• **DATASET EXTRACT**:
────────────────────────────────────────

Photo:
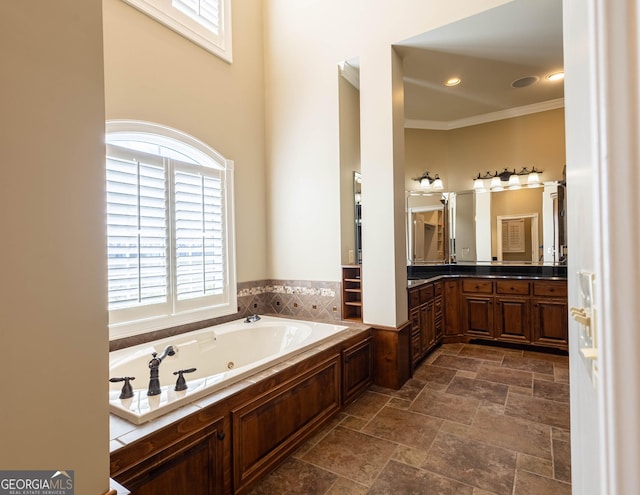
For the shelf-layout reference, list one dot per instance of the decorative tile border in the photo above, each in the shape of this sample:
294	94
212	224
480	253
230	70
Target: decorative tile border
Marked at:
299	298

────────────────────────────────────────

• **PROMPT**: Rewrite the data above with "decorative tile border" replaced by "ceramic wall trim" and everything else kept the same. Omit the pictures.

• **RESPONSE TO THIS EXERCISE**:
Photo:
For the shelf-layout reference, list one dot per instance of the ceramic wall trim in the photo above, each in the shape of this sample:
294	94
212	224
480	253
230	70
Target: ceramic wall trim
Marked at:
299	298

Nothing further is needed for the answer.